- **DIRECTIONS FOR THIS TASK**
Leave out all images and set down the records exactly as given.

- **DATA EXTRACTS**
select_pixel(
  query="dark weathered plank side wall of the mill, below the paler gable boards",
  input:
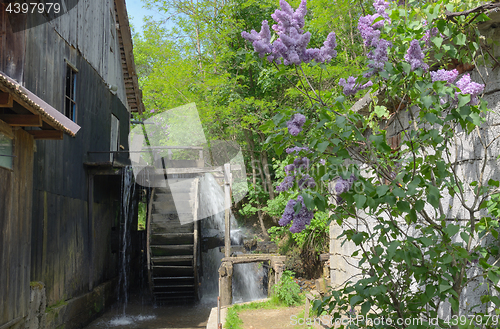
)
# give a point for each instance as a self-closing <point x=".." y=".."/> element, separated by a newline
<point x="61" y="238"/>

- **ANSWER BOX**
select_pixel(
  query="dark weathered plank side wall of the mill, below the paler gable boards",
  input:
)
# give a point for each instance as a self-closing <point x=".." y=".."/> element, separated by a newline
<point x="61" y="238"/>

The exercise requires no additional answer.